DESCRIPTION OF THE TASK: Write out, with no changes, the lines starting with the one that contains "We need ground-truth boxes for white car" and going on through the one that contains "[681,395,737,407]", both included.

--- --- ---

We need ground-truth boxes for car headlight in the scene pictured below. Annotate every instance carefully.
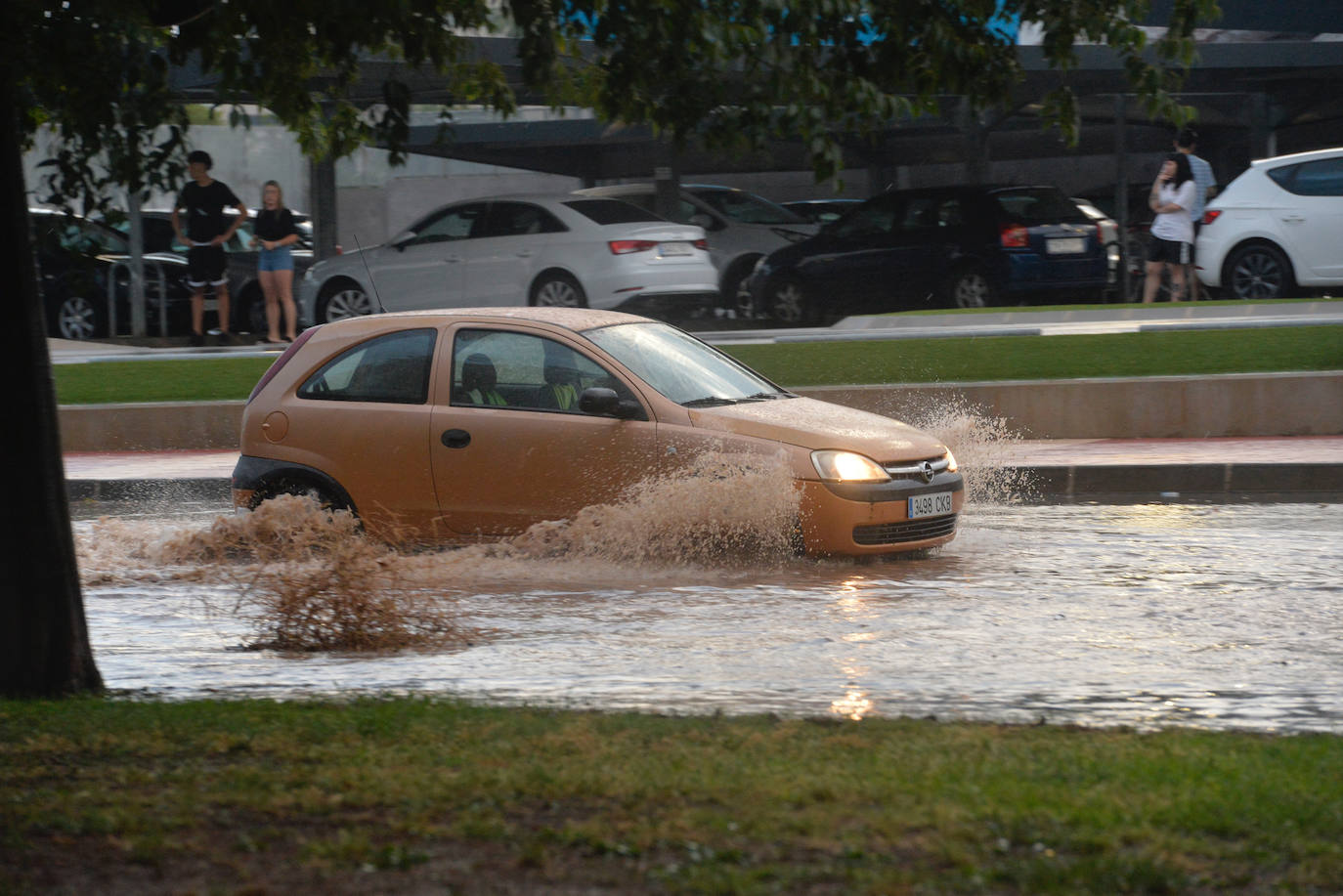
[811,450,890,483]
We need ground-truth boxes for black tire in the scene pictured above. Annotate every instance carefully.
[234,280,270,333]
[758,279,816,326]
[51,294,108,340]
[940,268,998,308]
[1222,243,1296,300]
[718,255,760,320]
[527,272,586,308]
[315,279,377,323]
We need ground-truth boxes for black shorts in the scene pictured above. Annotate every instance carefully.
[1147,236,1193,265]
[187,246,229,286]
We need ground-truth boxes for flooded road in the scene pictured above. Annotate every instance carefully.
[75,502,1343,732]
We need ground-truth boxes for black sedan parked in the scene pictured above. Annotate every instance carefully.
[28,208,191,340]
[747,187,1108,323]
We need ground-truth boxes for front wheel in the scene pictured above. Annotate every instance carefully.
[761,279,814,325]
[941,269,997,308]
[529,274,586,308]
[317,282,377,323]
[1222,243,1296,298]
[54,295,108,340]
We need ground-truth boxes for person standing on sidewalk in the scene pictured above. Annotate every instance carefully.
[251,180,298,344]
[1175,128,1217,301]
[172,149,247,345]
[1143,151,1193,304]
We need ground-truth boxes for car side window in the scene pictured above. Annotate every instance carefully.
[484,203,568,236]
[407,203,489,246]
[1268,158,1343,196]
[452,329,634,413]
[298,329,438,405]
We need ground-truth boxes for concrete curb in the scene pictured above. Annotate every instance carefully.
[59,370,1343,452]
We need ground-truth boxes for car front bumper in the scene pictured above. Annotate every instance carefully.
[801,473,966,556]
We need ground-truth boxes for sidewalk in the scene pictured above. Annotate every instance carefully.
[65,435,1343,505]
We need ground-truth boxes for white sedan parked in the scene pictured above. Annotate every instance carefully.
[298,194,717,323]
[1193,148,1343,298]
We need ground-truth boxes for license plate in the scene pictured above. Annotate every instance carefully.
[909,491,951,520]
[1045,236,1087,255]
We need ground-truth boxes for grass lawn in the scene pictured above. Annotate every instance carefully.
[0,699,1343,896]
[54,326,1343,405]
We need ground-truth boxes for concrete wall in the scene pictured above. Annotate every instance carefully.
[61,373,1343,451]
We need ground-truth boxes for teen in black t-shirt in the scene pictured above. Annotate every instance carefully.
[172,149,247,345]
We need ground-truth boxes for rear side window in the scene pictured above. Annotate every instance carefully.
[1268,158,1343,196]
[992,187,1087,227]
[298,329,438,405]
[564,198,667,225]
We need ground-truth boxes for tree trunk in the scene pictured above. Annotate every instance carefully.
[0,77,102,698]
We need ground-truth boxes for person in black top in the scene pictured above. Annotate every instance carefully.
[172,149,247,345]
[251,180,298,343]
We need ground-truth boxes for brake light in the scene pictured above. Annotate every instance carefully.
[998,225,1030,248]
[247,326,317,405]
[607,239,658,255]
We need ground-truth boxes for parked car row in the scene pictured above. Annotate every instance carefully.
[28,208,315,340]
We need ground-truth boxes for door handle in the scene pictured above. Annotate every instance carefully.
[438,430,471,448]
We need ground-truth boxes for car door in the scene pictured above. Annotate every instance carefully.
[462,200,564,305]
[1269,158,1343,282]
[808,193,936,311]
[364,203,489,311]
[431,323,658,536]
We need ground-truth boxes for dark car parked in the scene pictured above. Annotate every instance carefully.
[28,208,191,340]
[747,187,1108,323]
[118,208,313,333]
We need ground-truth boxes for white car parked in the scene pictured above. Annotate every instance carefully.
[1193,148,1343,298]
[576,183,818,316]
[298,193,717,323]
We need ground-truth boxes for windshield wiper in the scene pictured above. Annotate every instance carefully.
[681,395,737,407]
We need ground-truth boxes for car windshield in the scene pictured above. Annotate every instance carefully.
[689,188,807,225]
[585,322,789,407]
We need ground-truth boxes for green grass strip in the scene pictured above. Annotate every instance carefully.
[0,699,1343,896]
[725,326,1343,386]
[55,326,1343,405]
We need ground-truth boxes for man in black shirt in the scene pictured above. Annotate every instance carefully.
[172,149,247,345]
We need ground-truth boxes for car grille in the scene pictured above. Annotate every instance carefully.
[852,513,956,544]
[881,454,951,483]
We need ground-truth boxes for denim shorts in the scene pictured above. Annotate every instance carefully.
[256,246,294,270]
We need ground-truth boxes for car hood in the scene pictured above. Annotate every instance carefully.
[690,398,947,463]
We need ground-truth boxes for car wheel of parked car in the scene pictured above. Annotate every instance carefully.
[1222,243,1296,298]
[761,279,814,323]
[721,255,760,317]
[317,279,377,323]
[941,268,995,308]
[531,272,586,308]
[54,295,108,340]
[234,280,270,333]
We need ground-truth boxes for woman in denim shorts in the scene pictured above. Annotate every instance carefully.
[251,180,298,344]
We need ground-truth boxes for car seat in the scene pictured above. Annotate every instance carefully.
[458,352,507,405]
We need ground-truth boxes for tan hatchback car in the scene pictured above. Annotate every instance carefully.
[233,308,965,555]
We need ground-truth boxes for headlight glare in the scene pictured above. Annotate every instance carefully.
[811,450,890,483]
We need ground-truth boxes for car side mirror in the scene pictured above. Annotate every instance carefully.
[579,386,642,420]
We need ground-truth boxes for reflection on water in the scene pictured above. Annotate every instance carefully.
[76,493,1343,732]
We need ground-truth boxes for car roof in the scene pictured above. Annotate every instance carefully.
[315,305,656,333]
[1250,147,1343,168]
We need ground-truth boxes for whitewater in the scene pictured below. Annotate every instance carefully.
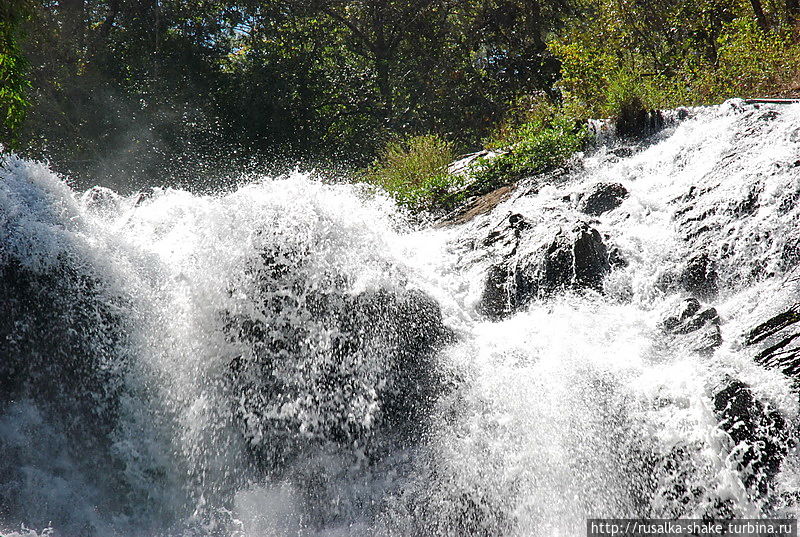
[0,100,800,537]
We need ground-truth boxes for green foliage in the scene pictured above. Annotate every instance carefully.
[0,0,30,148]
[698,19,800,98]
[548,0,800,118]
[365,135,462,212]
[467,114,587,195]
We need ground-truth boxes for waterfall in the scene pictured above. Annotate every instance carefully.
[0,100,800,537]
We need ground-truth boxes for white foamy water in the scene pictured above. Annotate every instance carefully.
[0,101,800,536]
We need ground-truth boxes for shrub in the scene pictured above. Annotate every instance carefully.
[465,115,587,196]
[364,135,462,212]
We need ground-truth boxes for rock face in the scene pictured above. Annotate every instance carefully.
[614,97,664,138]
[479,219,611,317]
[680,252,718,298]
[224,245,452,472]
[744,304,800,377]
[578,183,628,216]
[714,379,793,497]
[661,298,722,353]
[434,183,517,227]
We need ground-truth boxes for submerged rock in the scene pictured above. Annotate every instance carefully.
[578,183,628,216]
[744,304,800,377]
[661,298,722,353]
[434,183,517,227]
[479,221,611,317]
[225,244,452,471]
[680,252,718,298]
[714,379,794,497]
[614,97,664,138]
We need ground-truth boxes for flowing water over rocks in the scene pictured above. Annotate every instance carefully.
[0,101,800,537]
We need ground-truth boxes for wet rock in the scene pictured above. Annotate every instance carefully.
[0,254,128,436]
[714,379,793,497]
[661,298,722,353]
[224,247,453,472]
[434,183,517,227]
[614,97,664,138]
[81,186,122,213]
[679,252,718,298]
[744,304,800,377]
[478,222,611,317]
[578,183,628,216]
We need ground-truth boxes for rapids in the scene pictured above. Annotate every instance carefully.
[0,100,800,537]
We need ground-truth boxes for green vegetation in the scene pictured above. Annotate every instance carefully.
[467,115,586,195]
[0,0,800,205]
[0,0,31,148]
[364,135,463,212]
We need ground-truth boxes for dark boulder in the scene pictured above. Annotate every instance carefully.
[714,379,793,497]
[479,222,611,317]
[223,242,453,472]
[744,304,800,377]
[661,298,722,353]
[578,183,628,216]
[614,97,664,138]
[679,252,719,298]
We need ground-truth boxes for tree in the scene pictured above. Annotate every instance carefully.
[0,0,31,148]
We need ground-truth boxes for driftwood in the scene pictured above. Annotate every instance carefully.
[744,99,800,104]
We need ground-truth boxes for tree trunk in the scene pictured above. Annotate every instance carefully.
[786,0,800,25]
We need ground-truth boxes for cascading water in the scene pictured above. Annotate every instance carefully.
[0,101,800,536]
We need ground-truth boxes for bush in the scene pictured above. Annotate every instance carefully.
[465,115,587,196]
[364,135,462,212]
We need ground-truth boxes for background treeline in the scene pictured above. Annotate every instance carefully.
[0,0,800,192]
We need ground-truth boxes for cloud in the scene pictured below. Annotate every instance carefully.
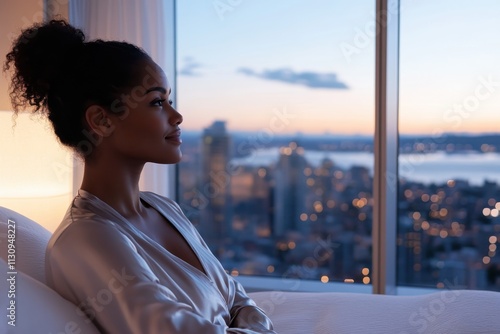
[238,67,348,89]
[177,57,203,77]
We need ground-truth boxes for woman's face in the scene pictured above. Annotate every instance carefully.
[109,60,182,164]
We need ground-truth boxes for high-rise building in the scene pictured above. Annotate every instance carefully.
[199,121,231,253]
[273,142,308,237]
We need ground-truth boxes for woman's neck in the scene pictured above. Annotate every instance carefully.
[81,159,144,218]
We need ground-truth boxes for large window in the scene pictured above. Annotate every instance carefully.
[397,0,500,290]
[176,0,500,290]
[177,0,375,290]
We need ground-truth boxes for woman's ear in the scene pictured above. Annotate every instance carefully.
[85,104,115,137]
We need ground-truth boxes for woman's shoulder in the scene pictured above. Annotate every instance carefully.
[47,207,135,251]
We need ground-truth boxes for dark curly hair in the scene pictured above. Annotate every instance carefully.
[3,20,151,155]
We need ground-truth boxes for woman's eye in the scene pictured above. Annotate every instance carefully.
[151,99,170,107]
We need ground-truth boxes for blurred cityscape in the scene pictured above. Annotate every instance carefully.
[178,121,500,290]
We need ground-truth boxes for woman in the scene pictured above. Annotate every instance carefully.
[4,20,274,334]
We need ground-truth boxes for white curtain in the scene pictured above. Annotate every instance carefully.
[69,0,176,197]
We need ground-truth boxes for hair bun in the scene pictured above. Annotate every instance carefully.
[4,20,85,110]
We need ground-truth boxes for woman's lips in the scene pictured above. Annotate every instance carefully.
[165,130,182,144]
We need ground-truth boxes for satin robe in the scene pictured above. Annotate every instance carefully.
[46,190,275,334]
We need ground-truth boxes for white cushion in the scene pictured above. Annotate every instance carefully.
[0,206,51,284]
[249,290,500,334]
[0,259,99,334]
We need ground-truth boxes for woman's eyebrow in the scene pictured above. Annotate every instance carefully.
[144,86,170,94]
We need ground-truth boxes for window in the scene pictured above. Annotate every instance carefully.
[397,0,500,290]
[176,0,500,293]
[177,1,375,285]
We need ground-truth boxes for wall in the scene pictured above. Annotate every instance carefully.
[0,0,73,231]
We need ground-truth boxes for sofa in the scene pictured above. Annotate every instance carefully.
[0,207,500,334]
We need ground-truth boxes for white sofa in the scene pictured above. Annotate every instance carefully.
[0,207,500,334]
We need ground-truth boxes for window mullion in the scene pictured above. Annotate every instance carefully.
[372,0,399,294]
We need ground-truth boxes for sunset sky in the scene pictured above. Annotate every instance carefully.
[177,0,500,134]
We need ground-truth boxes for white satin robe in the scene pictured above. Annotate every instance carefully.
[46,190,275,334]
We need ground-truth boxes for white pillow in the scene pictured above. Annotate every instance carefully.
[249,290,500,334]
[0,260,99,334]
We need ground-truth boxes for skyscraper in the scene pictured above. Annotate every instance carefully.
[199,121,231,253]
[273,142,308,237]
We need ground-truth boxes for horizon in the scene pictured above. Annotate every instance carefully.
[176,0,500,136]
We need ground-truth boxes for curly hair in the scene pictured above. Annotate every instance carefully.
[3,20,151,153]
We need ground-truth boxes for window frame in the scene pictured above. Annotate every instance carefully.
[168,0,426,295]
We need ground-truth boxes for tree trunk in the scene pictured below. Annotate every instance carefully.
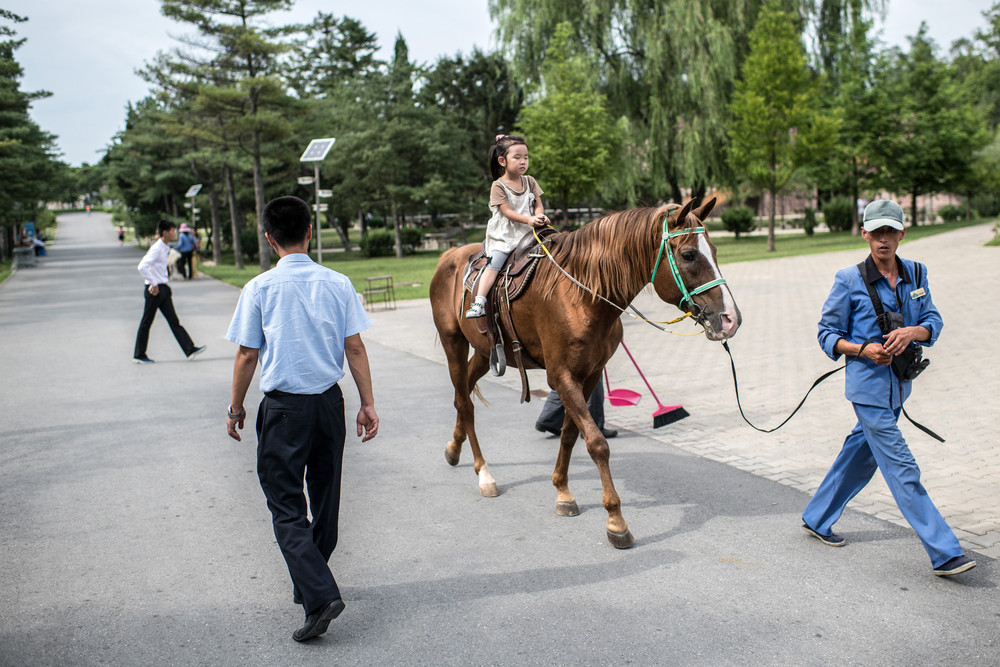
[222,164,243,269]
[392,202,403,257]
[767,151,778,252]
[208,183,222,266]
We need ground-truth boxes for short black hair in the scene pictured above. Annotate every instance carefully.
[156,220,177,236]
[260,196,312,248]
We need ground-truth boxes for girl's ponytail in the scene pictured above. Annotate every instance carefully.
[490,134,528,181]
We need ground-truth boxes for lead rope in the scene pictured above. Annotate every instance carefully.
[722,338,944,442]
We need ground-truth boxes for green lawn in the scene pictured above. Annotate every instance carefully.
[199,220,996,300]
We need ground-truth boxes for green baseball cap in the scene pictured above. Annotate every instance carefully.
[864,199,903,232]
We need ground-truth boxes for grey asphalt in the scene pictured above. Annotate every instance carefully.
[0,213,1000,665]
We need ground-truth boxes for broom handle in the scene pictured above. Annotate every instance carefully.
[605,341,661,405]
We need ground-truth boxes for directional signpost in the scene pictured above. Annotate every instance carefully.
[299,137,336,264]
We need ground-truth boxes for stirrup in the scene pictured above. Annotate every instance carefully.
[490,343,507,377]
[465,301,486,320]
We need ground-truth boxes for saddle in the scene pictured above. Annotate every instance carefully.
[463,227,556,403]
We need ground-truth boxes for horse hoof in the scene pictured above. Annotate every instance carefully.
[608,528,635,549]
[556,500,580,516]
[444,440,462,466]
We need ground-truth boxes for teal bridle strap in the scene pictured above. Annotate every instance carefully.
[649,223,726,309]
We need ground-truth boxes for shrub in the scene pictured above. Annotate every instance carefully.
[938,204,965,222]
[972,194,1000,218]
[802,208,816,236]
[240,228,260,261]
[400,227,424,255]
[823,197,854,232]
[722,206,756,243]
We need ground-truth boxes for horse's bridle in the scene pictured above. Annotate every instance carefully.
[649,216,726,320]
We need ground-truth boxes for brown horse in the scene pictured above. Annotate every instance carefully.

--- --- ---

RESPONSE TO THIS TASK:
We need ground-truth boxes for white car parked in the scene pictured above. Annotate every instance carefully.
[1193,148,1343,298]
[576,183,818,316]
[298,193,717,323]
We need ground-truth boxes for windshield wiper in the scene pictured above. Annotate every instance carefully.
[681,395,737,407]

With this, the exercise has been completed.